§ **EXERCISE GOAL**
From the first line to the last, restate the material word for word, omitting pictures.

§ **WORKING DATA**
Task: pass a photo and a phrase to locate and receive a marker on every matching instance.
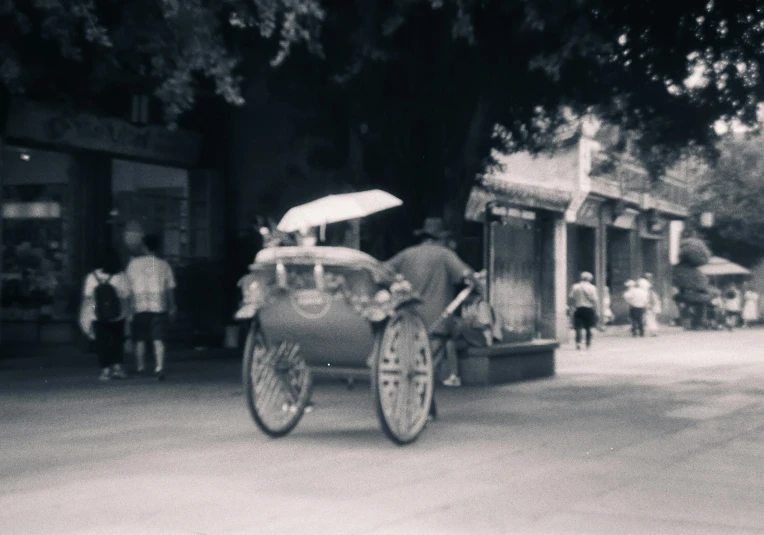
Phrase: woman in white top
(105, 307)
(750, 306)
(732, 306)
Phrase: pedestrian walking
(732, 306)
(153, 303)
(653, 307)
(106, 294)
(607, 311)
(583, 300)
(750, 306)
(637, 297)
(477, 325)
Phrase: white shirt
(119, 281)
(637, 297)
(150, 279)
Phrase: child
(106, 295)
(477, 326)
(732, 306)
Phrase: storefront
(70, 183)
(525, 257)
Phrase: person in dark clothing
(107, 293)
(434, 270)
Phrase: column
(562, 328)
(600, 259)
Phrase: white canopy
(335, 208)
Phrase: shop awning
(718, 267)
(514, 194)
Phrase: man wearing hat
(583, 298)
(433, 269)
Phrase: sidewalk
(73, 357)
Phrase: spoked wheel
(277, 384)
(402, 375)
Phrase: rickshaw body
(316, 310)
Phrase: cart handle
(457, 302)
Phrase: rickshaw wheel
(277, 384)
(403, 377)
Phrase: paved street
(660, 435)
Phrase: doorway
(514, 276)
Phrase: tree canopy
(428, 87)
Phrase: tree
(733, 190)
(73, 50)
(426, 87)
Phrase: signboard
(33, 121)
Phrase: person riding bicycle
(476, 326)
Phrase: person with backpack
(106, 294)
(152, 283)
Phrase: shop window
(35, 255)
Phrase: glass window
(35, 265)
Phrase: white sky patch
(697, 77)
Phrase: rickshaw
(319, 310)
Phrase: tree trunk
(461, 175)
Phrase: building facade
(69, 183)
(558, 217)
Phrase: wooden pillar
(560, 237)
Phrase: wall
(558, 172)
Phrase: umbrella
(718, 267)
(335, 208)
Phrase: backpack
(108, 304)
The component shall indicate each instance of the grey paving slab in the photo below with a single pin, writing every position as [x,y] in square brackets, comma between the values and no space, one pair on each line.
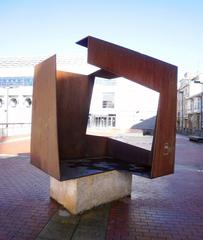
[91,225]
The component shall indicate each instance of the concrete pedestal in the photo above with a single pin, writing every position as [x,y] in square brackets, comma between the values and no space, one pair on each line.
[87,192]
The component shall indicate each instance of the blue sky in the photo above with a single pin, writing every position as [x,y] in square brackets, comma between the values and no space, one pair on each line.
[169,30]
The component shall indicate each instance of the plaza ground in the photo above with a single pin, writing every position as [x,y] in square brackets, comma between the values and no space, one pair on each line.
[170,207]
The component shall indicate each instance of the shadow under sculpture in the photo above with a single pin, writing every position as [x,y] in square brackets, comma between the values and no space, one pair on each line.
[61,101]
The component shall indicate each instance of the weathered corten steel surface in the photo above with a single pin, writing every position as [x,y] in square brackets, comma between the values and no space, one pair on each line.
[44,139]
[61,101]
[151,73]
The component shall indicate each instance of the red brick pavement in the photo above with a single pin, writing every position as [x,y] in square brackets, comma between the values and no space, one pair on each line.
[14,145]
[25,206]
[170,207]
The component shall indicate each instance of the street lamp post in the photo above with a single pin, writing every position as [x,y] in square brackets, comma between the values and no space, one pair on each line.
[181,92]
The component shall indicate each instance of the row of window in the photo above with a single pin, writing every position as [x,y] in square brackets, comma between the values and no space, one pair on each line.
[102,120]
[13,102]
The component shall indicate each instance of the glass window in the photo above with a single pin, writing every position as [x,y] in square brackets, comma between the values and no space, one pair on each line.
[108,100]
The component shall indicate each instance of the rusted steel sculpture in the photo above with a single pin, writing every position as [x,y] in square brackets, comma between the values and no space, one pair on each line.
[61,101]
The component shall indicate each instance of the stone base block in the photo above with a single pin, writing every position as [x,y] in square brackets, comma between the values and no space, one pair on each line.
[85,193]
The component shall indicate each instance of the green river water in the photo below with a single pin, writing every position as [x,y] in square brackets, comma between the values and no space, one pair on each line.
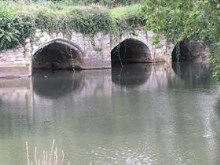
[136,115]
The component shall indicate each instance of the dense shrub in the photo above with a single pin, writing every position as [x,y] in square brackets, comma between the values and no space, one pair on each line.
[19,21]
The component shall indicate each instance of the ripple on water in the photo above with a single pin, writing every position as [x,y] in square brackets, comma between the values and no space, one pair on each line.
[125,156]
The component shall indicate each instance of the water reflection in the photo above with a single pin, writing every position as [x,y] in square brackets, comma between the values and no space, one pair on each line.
[99,122]
[193,74]
[130,75]
[56,84]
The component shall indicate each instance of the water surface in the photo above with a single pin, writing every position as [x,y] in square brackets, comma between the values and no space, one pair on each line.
[138,114]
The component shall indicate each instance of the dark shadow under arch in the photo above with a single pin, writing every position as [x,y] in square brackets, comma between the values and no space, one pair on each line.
[58,54]
[131,75]
[56,84]
[130,51]
[182,53]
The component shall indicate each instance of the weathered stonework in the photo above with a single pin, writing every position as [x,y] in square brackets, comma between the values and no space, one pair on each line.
[85,52]
[16,62]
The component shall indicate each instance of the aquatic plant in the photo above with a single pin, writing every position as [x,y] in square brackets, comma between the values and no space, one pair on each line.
[51,157]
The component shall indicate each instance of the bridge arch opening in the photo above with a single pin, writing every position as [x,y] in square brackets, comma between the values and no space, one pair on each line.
[58,54]
[181,52]
[130,51]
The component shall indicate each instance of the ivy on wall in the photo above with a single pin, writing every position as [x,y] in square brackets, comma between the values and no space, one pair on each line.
[19,21]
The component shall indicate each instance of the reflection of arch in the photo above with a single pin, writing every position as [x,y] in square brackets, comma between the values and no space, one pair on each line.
[131,75]
[56,84]
[193,73]
[130,51]
[58,54]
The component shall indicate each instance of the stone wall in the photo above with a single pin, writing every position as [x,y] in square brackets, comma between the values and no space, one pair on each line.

§ **ANSWER BELOW**
Task: pass a photo and a phrase to locate and receive a marker on every matching instance.
Phrase: woman in white top
(105, 307)
(750, 306)
(732, 306)
Phrase: pedestrian walking
(732, 306)
(153, 303)
(653, 307)
(106, 294)
(607, 311)
(583, 300)
(750, 306)
(637, 297)
(477, 325)
Phrase: white shirt
(119, 281)
(637, 297)
(150, 279)
Phrase: child
(106, 295)
(477, 326)
(732, 306)
Phrase: storefront
(70, 183)
(525, 257)
Phrase: person in dark clothing
(107, 293)
(434, 270)
Phrase: column
(562, 328)
(600, 259)
Phrase: white canopy
(335, 208)
Phrase: shop awning
(718, 267)
(514, 194)
Phrase: man wearing hat
(583, 298)
(433, 269)
Phrase: sidewalk
(73, 357)
Phrase: spoked wheel
(277, 384)
(402, 375)
Phrase: rickshaw body
(316, 310)
Phrase: cart handle
(457, 302)
Phrase: rickshaw wheel
(277, 384)
(403, 377)
Phrase: paved street
(660, 435)
Phrase: doorway
(514, 276)
Phrase: tree canopy
(428, 87)
Phrase: tree
(733, 190)
(73, 50)
(426, 87)
Phrase: signboard
(33, 121)
Phrase: person riding bicycle
(476, 326)
Phrase: person with backpack
(106, 294)
(152, 283)
Phrase: shop window
(35, 255)
Phrase: glass window
(35, 265)
Phrase: white sky patch
(697, 77)
Phrase: rickshaw
(319, 310)
Phrase: tree trunk
(461, 175)
Phrase: building facade
(69, 183)
(558, 217)
Phrase: wooden pillar
(560, 237)
Phrase: wall
(558, 172)
Phrase: umbrella
(718, 267)
(335, 208)
Phrase: backpack
(108, 304)
The component shall indicate each instance of the grey paving slab in the photo below with a single pin, writing every position as [x,y] in square brackets, comma between the values and no space, one pair on each line.
[91,225]
The component shall indicate each instance of the concrete pedestal in the photo above with a single pin, writing every position as [x,y] in square brackets, comma between the values and no space, one pair on each line.
[87,192]
The component shall indicate each instance of the blue sky in the photo above with a single pin, writing every position as [x,y] in square brackets, comma between the values and no space, one pair on each line.
[169,30]
The component shall indicate each instance of the plaza ground in the photo above with a single pin, writing every position as [x,y] in square brackets, comma between the values and no space, one pair on each line.
[170,207]
The component shall indicate each instance of the shadow under sculpture in the photo above with a single pin, writing every position as [x,y] in square brackets, comma between the values and no space, one pair on each line.
[61,101]
The component shall indicate each instance of the weathered corten steel surface in the photo above with a single pin, writing every position as [x,y] in square brackets, comma between the values and no space, one pair on each line.
[44,139]
[61,101]
[151,73]
The component shall indicate each instance of the red brick pavement in the photo above with a single pin, writing every position as [x,y] in square brackets, comma between the values and no space, one pair on each line.
[14,145]
[25,206]
[170,207]
The component shall indicate each instance of the street lamp post in the photo above with a single pin, writing every position as [x,y] in square brackets, comma between the values and no space, one pair on each line.
[181,92]
The component shall indicate each instance of the row of window in the photo above with a single pin, writing every position as [x,y] in square brackets, comma between the values and no space, one pair on each line.
[102,120]
[13,102]
The component shall indicate each instance of the glass window in the photo above with a single pin, writing every position as [x,y] in square brackets, comma between the values and no space, one pair on each line.
[108,100]
The component shall indicate each instance of the rusted steel sculpture in the photo above with a single pin, writing every position as [x,y] in square brackets, comma between the values and no space, one pair on each line.
[61,101]
The component shall indicate each instance of the stone base block in the photo above with a single pin, writing every position as [x,y] in square brackets, comma between the values and no space, one pair on each line.
[85,193]
The component shall indicate each instance of the green river water in the photo below with a single pin, writing every position as [x,y] in square brackets, comma between the values and no space, one pair on each line.
[136,115]
The component shall indicate each instance of the dense shrub in the photo above with a single pin, writing every position as [x,y] in square brackets, comma between the values and no space, one pair on each line.
[19,21]
The component shall indicate each instance of the ripple on water in the photo above with a single pin, writing every position as [x,y] in square brackets, comma between the values and no space, one pair on each line.
[125,156]
The component shall indicate each instance of the water reflection in the photo above with a single pin, writing every position as [x,y] in square brackets, comma between the values and no space, one pair on each line.
[99,122]
[193,74]
[130,75]
[56,84]
The component shall indicate each instance of the water surface in the photo above with a single pin, writing every position as [x,y] in square brackets, comma between the values and no space, one pair on each line.
[138,114]
The component shall indicate each instance of the dark shadow under arch in the photo above with a single pin, writing every position as [x,y] in square brackets, comma between the values and no space, one pair on each line.
[58,54]
[131,75]
[56,84]
[130,51]
[182,53]
The component shall indicate each instance of the weathered stonework in the photo above with a single pin, writing every position as [x,y] in square brackets, comma between the values and no space, one pair on each line.
[85,52]
[16,62]
The component shall indicate each instance of the aquatic plant in the photo above with a single pin, writing every position as [x,y] in square brackets, comma between the values and no space, one pair on each line.
[51,157]
The component shall indicate each instance of the bridge arch opening in the photo above with a single pin, writing every position as [x,y] in square brackets, comma between the values and no space, one pair on each line.
[58,54]
[181,52]
[130,51]
The component shall indicate each instance of the ivy on wall in the photo above with a single pin, writing every position as [x,y] in square brackets, comma between the values and no space, one pair on each line.
[19,21]
The component shall indicate each instance of the reflection of arch in the photo above with a single pin, writing every position as [x,y] in square brackets, comma between the values and no space, one pair on each line.
[131,75]
[56,84]
[193,73]
[130,51]
[58,54]
The component shall indicate each instance of the stone wall in the photo above with a single pin, writing every position as [x,y] in square brackets, comma between the values and no space, one pair on each line.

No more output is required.